● DO THIS
Find every line in the items below that contains the string "tank", matching case exactly, and copy each of those lines.
********
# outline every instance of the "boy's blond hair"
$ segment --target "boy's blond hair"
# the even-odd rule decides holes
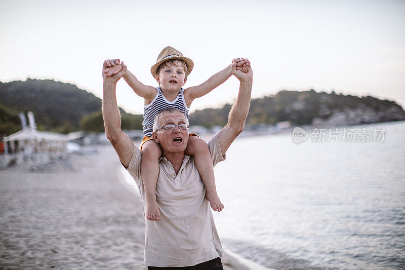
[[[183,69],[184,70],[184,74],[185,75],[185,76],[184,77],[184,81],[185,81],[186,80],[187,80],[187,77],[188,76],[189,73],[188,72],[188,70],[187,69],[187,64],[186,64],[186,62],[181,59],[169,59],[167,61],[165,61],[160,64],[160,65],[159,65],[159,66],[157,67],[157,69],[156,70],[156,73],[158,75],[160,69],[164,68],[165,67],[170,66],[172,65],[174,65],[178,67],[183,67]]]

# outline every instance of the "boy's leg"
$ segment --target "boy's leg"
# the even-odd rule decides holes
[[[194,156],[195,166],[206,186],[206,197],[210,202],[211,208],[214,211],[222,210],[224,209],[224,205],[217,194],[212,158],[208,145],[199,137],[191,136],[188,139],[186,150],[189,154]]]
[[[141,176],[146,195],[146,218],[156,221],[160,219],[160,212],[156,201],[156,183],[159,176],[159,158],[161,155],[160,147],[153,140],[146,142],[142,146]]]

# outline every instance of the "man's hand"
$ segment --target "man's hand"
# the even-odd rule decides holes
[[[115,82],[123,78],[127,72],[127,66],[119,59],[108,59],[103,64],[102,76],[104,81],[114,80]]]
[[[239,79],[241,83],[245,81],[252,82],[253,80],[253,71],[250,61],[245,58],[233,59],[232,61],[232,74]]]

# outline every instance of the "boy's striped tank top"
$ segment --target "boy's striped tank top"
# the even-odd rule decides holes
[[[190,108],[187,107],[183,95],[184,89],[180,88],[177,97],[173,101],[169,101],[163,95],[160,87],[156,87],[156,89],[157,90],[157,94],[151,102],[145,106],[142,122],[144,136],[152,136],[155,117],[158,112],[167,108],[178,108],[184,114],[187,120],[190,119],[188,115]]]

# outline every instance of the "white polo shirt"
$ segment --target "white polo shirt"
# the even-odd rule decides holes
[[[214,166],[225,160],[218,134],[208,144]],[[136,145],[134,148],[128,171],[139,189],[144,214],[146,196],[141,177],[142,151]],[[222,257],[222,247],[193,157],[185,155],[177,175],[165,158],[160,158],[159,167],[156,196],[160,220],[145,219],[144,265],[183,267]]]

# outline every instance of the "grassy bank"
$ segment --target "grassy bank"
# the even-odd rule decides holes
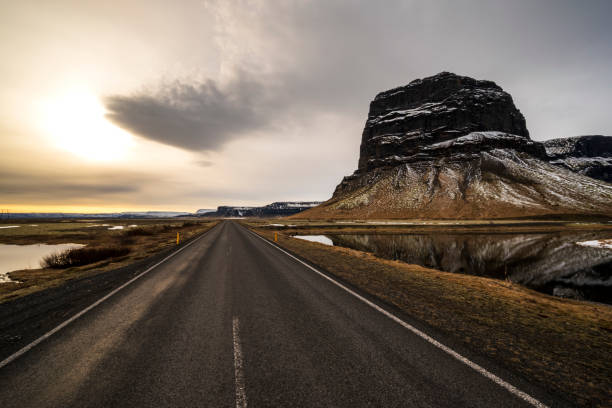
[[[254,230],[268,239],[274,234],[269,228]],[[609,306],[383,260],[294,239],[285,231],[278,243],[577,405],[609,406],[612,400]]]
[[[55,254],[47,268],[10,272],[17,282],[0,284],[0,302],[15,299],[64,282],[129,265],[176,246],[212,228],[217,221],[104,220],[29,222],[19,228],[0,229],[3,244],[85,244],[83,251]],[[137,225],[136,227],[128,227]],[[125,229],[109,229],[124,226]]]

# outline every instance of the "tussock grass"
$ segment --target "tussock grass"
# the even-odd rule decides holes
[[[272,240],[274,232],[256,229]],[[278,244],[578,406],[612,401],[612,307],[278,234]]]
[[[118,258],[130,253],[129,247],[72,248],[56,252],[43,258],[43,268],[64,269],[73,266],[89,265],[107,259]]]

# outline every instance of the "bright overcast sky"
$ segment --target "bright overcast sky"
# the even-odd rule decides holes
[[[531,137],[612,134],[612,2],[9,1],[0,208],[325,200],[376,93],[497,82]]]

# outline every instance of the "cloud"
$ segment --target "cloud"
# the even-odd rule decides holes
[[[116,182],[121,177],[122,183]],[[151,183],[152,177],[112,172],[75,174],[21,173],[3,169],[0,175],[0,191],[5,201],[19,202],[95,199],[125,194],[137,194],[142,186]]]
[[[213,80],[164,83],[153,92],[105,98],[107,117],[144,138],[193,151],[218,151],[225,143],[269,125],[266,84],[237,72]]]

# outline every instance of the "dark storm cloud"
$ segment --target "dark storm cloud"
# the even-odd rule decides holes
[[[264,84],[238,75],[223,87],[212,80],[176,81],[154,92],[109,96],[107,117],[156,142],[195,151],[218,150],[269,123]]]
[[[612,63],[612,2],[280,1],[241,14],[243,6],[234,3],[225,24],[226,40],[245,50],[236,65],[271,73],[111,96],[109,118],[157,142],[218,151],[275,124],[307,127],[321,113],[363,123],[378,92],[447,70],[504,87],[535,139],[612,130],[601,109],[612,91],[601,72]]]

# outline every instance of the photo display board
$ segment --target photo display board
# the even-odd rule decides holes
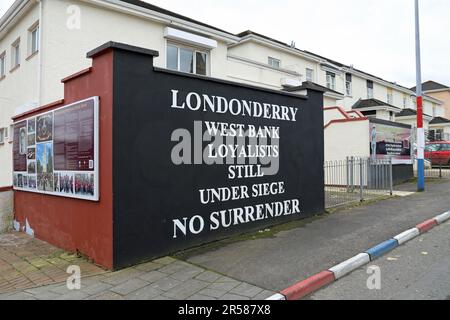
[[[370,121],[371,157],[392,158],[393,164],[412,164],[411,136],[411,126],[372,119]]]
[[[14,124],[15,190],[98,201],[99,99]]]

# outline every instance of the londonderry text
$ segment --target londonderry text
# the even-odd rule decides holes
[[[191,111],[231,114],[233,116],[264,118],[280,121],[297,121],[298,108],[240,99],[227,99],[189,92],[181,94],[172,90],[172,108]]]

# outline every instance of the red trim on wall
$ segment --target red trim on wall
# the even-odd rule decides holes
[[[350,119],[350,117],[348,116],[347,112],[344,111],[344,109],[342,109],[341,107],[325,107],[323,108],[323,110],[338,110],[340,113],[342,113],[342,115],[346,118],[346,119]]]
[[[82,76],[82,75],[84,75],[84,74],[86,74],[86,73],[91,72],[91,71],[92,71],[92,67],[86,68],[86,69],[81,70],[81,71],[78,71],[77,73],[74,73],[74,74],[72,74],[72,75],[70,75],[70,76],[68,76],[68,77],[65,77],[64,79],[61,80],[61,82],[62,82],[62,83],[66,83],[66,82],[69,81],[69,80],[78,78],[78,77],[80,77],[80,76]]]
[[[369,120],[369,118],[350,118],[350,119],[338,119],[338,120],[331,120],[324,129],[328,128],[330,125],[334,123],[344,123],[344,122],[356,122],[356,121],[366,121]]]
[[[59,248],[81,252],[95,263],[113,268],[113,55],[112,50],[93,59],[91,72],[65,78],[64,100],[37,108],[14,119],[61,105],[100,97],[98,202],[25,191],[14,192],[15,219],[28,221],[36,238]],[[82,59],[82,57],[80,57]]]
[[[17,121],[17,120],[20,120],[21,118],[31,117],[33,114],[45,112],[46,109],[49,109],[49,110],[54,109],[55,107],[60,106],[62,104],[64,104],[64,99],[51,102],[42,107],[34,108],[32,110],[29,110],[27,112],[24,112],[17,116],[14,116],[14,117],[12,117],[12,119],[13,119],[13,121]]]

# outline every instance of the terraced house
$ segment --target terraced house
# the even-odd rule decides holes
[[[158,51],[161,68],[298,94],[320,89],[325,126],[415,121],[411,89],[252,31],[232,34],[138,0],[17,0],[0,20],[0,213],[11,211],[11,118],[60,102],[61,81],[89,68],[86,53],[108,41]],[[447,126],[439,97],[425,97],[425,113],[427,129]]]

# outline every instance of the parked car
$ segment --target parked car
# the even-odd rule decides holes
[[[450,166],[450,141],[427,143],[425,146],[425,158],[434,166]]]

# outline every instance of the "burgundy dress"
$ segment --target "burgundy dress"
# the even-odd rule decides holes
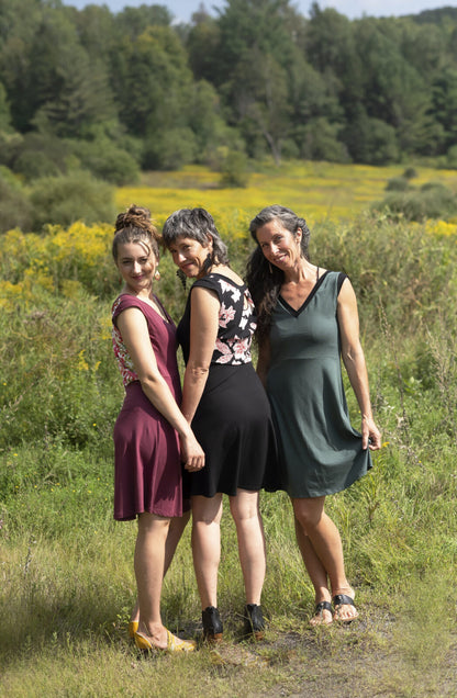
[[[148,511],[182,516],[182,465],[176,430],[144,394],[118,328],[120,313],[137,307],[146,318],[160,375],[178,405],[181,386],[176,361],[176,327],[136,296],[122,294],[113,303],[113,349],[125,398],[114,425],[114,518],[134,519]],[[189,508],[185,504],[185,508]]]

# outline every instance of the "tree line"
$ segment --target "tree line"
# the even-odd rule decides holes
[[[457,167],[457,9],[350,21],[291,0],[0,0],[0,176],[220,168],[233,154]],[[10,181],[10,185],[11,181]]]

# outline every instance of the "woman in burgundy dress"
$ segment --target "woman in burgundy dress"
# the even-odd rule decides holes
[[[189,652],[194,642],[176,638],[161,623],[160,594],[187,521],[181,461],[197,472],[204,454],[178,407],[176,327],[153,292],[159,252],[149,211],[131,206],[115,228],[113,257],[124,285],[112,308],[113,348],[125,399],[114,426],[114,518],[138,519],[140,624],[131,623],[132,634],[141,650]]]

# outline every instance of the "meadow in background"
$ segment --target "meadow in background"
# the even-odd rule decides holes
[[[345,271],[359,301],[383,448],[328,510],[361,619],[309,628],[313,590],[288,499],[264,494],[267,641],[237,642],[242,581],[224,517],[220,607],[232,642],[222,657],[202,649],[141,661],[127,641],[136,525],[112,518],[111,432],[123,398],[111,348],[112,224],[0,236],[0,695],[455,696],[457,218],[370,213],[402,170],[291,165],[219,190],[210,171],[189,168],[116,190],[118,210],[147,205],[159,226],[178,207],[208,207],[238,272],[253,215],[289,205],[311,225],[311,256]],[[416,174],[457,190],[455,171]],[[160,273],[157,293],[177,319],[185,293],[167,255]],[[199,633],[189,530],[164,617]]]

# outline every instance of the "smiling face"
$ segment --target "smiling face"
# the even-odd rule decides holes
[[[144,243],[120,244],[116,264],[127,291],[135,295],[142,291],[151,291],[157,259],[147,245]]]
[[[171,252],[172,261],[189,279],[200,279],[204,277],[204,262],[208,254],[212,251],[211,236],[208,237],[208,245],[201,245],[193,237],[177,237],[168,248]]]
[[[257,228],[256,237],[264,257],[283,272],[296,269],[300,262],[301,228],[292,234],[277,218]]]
********
● TASK RESULT
# outline every instance of the "boy's striped tank top"
$ segment --target "boy's striped tank top"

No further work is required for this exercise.